- [THE RECORDS]:
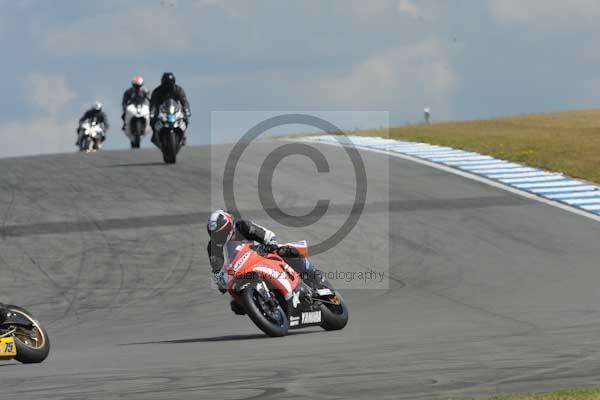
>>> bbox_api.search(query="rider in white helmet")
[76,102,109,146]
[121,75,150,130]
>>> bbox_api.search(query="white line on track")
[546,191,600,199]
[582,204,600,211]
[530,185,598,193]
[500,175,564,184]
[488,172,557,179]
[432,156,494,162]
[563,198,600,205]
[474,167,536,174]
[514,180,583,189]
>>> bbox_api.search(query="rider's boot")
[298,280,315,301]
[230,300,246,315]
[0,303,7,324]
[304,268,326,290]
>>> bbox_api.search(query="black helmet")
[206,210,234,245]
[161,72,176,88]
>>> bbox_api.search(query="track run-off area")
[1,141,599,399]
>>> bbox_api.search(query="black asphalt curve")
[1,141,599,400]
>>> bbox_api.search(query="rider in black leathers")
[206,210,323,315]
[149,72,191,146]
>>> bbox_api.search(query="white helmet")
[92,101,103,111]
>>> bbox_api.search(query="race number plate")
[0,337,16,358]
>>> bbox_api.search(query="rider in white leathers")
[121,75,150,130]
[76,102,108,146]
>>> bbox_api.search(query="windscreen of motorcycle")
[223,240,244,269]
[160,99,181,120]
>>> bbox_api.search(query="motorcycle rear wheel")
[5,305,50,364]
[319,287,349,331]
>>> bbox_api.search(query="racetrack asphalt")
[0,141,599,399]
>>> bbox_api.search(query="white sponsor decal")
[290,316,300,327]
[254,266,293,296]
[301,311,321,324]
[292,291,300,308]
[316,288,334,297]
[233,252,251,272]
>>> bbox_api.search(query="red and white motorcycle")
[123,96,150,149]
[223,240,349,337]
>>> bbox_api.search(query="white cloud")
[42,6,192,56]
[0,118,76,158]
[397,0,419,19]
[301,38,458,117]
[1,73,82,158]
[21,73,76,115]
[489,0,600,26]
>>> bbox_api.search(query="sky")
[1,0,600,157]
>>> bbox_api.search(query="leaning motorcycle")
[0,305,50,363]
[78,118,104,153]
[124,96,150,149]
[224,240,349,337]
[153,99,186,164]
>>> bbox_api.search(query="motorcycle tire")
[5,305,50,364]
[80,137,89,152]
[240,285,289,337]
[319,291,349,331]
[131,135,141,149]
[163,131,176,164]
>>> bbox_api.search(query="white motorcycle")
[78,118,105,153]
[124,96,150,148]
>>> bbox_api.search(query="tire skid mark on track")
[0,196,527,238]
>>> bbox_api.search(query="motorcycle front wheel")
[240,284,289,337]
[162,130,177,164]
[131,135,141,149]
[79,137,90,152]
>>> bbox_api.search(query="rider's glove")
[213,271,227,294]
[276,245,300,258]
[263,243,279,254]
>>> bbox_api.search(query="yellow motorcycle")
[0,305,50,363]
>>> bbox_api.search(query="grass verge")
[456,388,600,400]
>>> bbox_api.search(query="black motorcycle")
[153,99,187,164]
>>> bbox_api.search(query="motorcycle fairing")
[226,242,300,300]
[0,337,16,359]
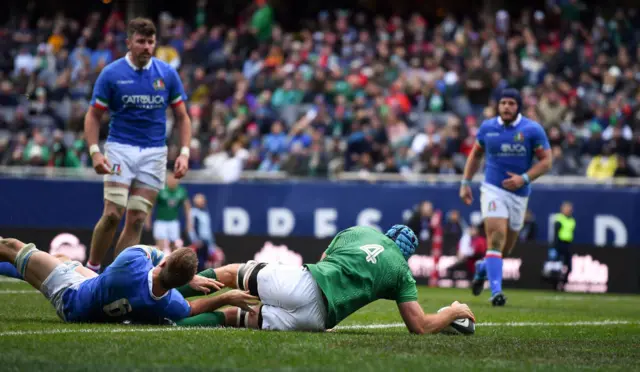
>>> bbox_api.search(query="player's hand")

- [TASK GOAL]: Where an entry contains an image, skip the image; repeat everything else exactly.

- [OUTPUT FOR THIS TASK]:
>>> bbox_api.search(query="rider in white helmet")
[76,102,109,146]
[121,75,150,130]
>>> bbox_api.search(query="white line on track")
[546,191,600,199]
[582,204,600,211]
[530,185,598,193]
[500,175,564,184]
[488,172,557,179]
[432,156,494,162]
[563,198,600,205]
[474,167,536,174]
[514,180,583,189]
>>> bbox_api.search(query="rider's boot")
[298,280,315,301]
[230,300,246,315]
[0,303,7,324]
[304,268,326,290]
>>> bbox_api.search(query="black helmet")
[206,210,234,245]
[161,72,176,88]
>>> bbox_api.search(query="track run-off area")
[1,141,599,399]
>>> bbox_api.search(query="black asphalt curve")
[1,141,599,400]
>>> bbox_api.search(query="rider in black leathers")
[206,210,323,315]
[149,72,191,146]
>>> bbox_api.search(query="white helmet")
[92,101,103,111]
>>> bbox_api.search(query="race number plate")
[0,337,16,358]
>>> bbox_api.search(query="rider in white leathers")
[121,75,150,130]
[76,102,108,146]
>>> bbox_api.search(query="windscreen of motorcycle")
[223,240,244,269]
[160,99,181,120]
>>> bbox_api.search(query="motorcycle rear wheel")
[5,305,50,364]
[319,287,349,331]
>>> bbox_api.search(query="racetrack asphalt")
[0,141,599,399]
>>> bbox_api.search(query="white sponsor decal")
[290,316,300,327]
[254,266,293,296]
[301,311,321,324]
[292,291,300,308]
[316,288,334,297]
[233,252,251,272]
>>> bbox_api.search(query="red and white motorcycle")
[123,96,150,149]
[223,240,349,337]
>>> bbox_api.search(query="white cloud")
[42,6,192,56]
[0,118,76,158]
[397,0,419,19]
[301,38,458,117]
[1,73,82,158]
[21,73,76,115]
[489,0,600,26]
>>> bbox_api.search(query="sky")
[1,0,600,157]
>>> bbox_api.search(query="leaning motorcycle")
[0,305,50,363]
[78,118,104,153]
[124,96,150,149]
[224,240,349,337]
[153,99,186,164]
>>> bbox_api.search(query="motorcycle tire")
[5,305,50,364]
[80,137,89,152]
[240,285,289,337]
[319,291,349,331]
[131,135,141,149]
[163,131,176,164]
>>> bbox_api.search(query="white motorcycle")
[78,118,105,153]
[124,96,150,148]
>>> bbox_api.search(query="tire skid mark on track")
[0,196,527,238]
>>> bbox_api.search(query="motorcycle front wheel")
[240,284,289,337]
[162,130,177,164]
[131,135,141,149]
[79,137,90,152]
>>> bbox_api.search(query="rider's glove")
[213,271,227,294]
[276,245,300,258]
[263,243,279,254]
>>> bbox_api.search(query="yellow motorcycle")
[0,305,50,363]
>>> bbox_api.search(query="grass verge")
[456,388,600,400]
>>> bbox_api.search(query="black motorcycle")
[153,99,187,164]
>>> bbox_api.search(query="motorcycle fairing")
[226,242,300,300]
[0,337,16,359]
>>> bbox_api.search(query="player's hand")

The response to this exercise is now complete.